╭─ Excerpted passage

France: #25 in the 2021 World Index of Healthcare Innovation
Introduction
France’s mostly government-run health care system ranked 25th in the World Index of Healthcare Innovation with an overall score of 42.60. France ranked second-to-last in Fiscal Sustainability (#30, 30.34), ahead of only Japan (#31). Both the scale and growth of government health care spending in France has proven difficult for policymakers to address, without sparking a large public backlash.
Though choice of providers is free and open, France’s baseline single-payer system restricts access to the most innovative medicines while also struggling to fully adopt generics as an alternative method to control costs. On a relative basis, France performed best in Quality (#12, 53.25), owing to an efficient hospital system, as well as in Science & Technology (#14, 39.17), thanks to its advances in health care digitization and scientific discoveries.

╰─
╭─ Data for review

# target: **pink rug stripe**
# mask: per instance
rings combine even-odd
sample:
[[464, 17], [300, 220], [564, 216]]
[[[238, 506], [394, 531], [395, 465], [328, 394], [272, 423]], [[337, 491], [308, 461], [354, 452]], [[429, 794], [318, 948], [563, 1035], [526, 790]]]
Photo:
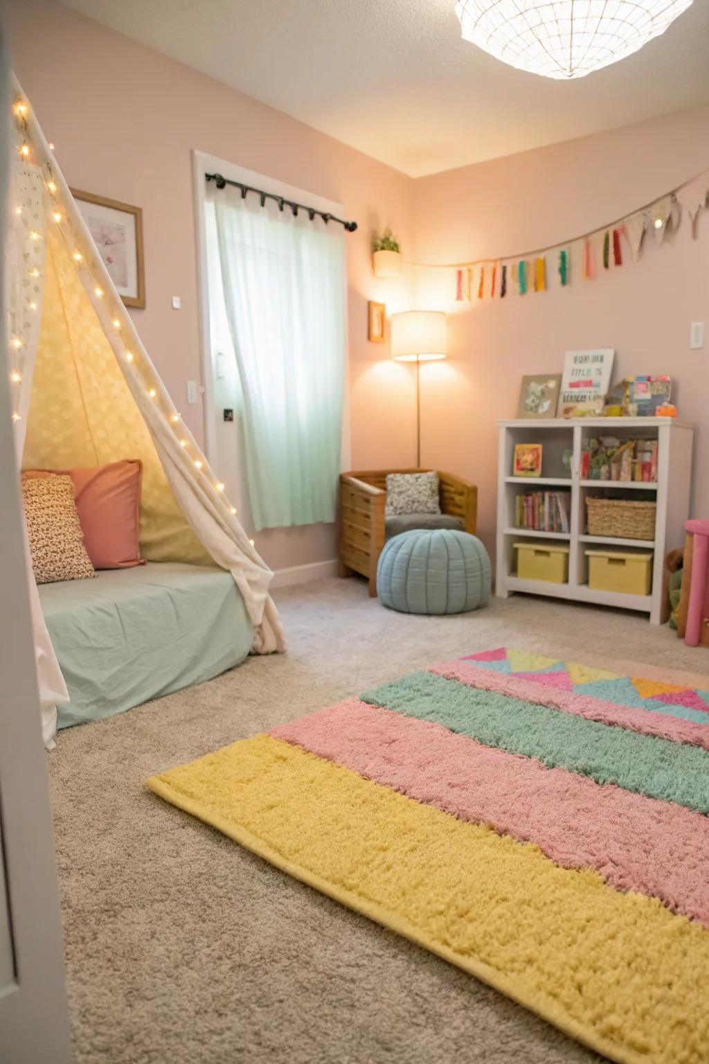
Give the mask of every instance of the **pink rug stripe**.
[[562, 713], [586, 717], [587, 720], [615, 725], [618, 728], [626, 728], [643, 735], [658, 735], [674, 743], [687, 743], [709, 750], [709, 728], [693, 720], [682, 720], [680, 717], [665, 716], [662, 713], [638, 710], [629, 705], [618, 705], [615, 702], [606, 702], [603, 698], [593, 698], [591, 695], [576, 695], [546, 683], [538, 683], [537, 680], [522, 680], [516, 676], [490, 672], [487, 669], [475, 668], [469, 661], [432, 665], [428, 672], [435, 672], [449, 680], [458, 680], [469, 687], [491, 691], [496, 695], [508, 695], [510, 698], [534, 702], [536, 705], [548, 705]]
[[564, 868], [660, 898], [709, 927], [709, 817], [480, 746], [353, 698], [272, 728], [284, 739], [460, 820], [536, 843]]

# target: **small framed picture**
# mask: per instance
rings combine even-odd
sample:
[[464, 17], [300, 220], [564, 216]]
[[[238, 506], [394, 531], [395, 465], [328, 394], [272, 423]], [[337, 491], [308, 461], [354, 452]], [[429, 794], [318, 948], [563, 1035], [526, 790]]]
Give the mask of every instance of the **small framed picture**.
[[513, 477], [541, 477], [542, 445], [518, 444], [514, 448]]
[[533, 373], [522, 378], [518, 417], [556, 417], [561, 373]]
[[369, 307], [367, 339], [372, 344], [384, 344], [387, 328], [387, 307], [385, 303], [373, 303], [371, 300], [367, 305]]
[[126, 306], [145, 307], [142, 211], [119, 200], [71, 189], [111, 280]]

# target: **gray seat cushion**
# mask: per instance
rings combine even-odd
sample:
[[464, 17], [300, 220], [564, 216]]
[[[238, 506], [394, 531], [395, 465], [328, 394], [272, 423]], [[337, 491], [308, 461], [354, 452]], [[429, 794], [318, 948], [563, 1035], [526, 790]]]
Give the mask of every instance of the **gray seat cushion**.
[[411, 529], [457, 529], [462, 532], [465, 527], [462, 517], [452, 514], [398, 514], [386, 518], [387, 539]]

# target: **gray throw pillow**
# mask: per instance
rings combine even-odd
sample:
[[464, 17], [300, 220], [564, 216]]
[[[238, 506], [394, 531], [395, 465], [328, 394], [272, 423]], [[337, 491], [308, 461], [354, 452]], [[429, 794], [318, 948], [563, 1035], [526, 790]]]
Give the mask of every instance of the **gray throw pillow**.
[[387, 473], [387, 517], [440, 512], [437, 472]]

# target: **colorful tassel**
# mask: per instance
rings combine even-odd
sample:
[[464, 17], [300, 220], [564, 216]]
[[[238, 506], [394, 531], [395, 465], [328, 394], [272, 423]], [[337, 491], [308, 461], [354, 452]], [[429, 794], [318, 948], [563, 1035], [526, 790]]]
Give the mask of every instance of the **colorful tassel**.
[[623, 232], [623, 227], [613, 230], [613, 266], [623, 265], [623, 255], [621, 254], [621, 233]]
[[535, 262], [535, 292], [546, 290], [546, 260], [543, 255]]

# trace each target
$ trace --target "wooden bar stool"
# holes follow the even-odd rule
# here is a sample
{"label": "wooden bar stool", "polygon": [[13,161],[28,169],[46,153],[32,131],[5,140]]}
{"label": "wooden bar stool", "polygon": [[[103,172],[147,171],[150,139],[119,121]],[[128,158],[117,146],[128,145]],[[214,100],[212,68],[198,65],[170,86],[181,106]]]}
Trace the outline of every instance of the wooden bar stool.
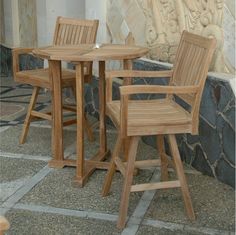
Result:
{"label": "wooden bar stool", "polygon": [[[98,29],[98,20],[81,20],[58,17],[54,33],[53,45],[68,46],[79,44],[92,44],[96,41]],[[30,53],[33,48],[16,48],[13,50],[13,75],[14,80],[19,83],[30,84],[33,86],[33,93],[31,96],[28,112],[24,121],[23,131],[20,137],[20,144],[25,143],[26,136],[29,130],[30,122],[32,119],[46,119],[52,121],[53,116],[51,112],[42,113],[36,111],[35,104],[38,98],[39,90],[46,88],[53,91],[52,81],[50,80],[49,70],[34,69],[20,71],[19,56],[22,54]],[[84,64],[85,70],[85,83],[90,83],[92,79],[92,62]],[[70,87],[75,95],[75,71],[71,69],[62,69],[62,88]],[[53,102],[52,102],[53,108]],[[73,107],[63,106],[67,111],[76,112]],[[67,120],[63,123],[64,126],[76,123],[76,119]],[[85,130],[88,139],[94,139],[92,129],[86,117],[84,117]]]}
{"label": "wooden bar stool", "polygon": [[[111,163],[103,185],[102,195],[110,190],[115,170],[124,176],[117,227],[124,228],[127,217],[130,192],[164,188],[180,188],[187,215],[195,219],[183,165],[178,151],[175,134],[198,134],[199,106],[214,53],[215,39],[204,38],[184,31],[177,50],[176,60],[171,71],[110,71],[107,77],[106,113],[118,129],[118,139],[113,150]],[[128,85],[120,87],[120,100],[112,100],[112,78],[165,78],[168,86]],[[132,100],[134,94],[166,94],[162,99]],[[176,96],[187,108],[180,105]],[[156,135],[159,159],[136,161],[138,142],[141,136]],[[164,135],[167,136],[171,150],[170,158],[164,148]],[[130,138],[128,159],[120,158],[122,142]],[[163,182],[132,185],[135,168],[161,165]],[[167,167],[173,165],[176,180],[168,179]]]}

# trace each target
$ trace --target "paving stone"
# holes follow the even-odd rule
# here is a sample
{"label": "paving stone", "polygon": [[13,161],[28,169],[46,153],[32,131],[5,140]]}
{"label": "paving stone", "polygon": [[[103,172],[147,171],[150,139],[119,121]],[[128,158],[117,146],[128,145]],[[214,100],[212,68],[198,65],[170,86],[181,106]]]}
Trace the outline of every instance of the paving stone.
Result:
{"label": "paving stone", "polygon": [[8,235],[116,235],[114,222],[12,209]]}
{"label": "paving stone", "polygon": [[141,226],[136,235],[201,235],[205,233],[189,232],[183,230],[169,230],[166,228],[155,228],[151,226]]}
{"label": "paving stone", "polygon": [[[80,188],[73,182],[75,177],[74,168],[55,170],[27,193],[20,202],[118,214],[123,177],[120,173],[116,173],[111,194],[102,197],[101,190],[105,174],[105,171],[97,170],[85,186]],[[150,171],[140,171],[135,182],[144,182],[150,177]],[[129,214],[137,206],[141,195],[142,192],[131,194]]]}
{"label": "paving stone", "polygon": [[42,161],[0,157],[0,200],[5,201],[45,165]]}
{"label": "paving stone", "polygon": [[26,176],[33,176],[47,163],[37,160],[0,157],[0,182],[10,182]]}
{"label": "paving stone", "polygon": [[[51,128],[31,126],[25,144],[19,144],[22,126],[14,126],[1,132],[0,149],[4,152],[51,156]],[[65,148],[73,144],[76,139],[74,131],[64,131]]]}
{"label": "paving stone", "polygon": [[146,218],[234,231],[234,189],[205,175],[188,174],[187,180],[196,221],[188,220],[180,189],[157,191]]}

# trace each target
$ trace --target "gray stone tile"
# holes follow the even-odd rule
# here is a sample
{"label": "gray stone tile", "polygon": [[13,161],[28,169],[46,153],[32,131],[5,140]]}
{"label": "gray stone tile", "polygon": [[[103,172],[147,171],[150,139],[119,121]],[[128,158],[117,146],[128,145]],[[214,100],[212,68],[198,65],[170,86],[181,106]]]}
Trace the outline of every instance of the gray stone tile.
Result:
{"label": "gray stone tile", "polygon": [[[76,210],[88,210],[118,214],[123,177],[116,173],[111,194],[101,196],[105,171],[97,170],[83,188],[74,183],[75,169],[55,170],[27,193],[21,203],[47,205]],[[135,182],[143,182],[151,177],[150,171],[140,171]],[[142,193],[132,193],[129,202],[129,214],[133,212]]]}
{"label": "gray stone tile", "polygon": [[[14,126],[1,132],[0,149],[4,152],[51,156],[51,128],[39,128],[31,126],[26,139],[26,143],[19,144],[22,126]],[[64,131],[65,148],[76,139],[76,132]]]}
{"label": "gray stone tile", "polygon": [[110,221],[63,216],[25,210],[10,210],[8,235],[116,235],[120,234]]}
{"label": "gray stone tile", "polygon": [[42,161],[0,157],[0,201],[5,201],[45,165]]}
{"label": "gray stone tile", "polygon": [[9,182],[26,176],[33,176],[46,164],[43,161],[0,156],[0,182]]}
{"label": "gray stone tile", "polygon": [[169,230],[166,228],[155,228],[151,226],[141,226],[136,235],[201,235],[205,233],[189,232],[183,230]]}
{"label": "gray stone tile", "polygon": [[146,218],[220,230],[235,230],[235,192],[204,175],[187,175],[196,221],[188,220],[180,189],[157,191]]}

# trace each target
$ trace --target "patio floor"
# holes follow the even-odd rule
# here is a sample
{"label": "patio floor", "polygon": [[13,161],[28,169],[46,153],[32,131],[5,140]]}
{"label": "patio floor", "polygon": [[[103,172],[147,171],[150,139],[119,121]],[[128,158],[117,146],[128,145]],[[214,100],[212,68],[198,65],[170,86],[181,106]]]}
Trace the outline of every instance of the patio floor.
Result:
{"label": "patio floor", "polygon": [[[31,88],[1,78],[0,127],[0,212],[11,227],[6,234],[235,234],[235,191],[214,178],[185,166],[196,221],[185,214],[179,189],[132,193],[126,228],[116,228],[122,177],[116,173],[111,194],[101,197],[105,171],[96,170],[79,188],[75,168],[52,169],[51,126],[33,122],[27,141],[19,145],[25,108]],[[42,93],[39,108],[49,102]],[[96,120],[89,117],[91,122]],[[65,155],[74,158],[75,126],[64,132]],[[98,130],[95,129],[96,140]],[[116,130],[108,126],[108,147],[112,149]],[[85,143],[86,157],[98,149],[98,142]],[[156,157],[156,151],[140,143],[138,158]],[[173,175],[172,172],[170,172]],[[140,170],[136,182],[160,180],[159,168]]]}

╰─

--- What the exercise asks ---
According to the text on France's 2021 World Index of Healthcare Innovation ranking, in which category did France rank second-to-last, and which country was the only one behind it?

--- Exercise response ---
Fiscal Sustainability (#30, score 30.34), ahead of only Japan (#31).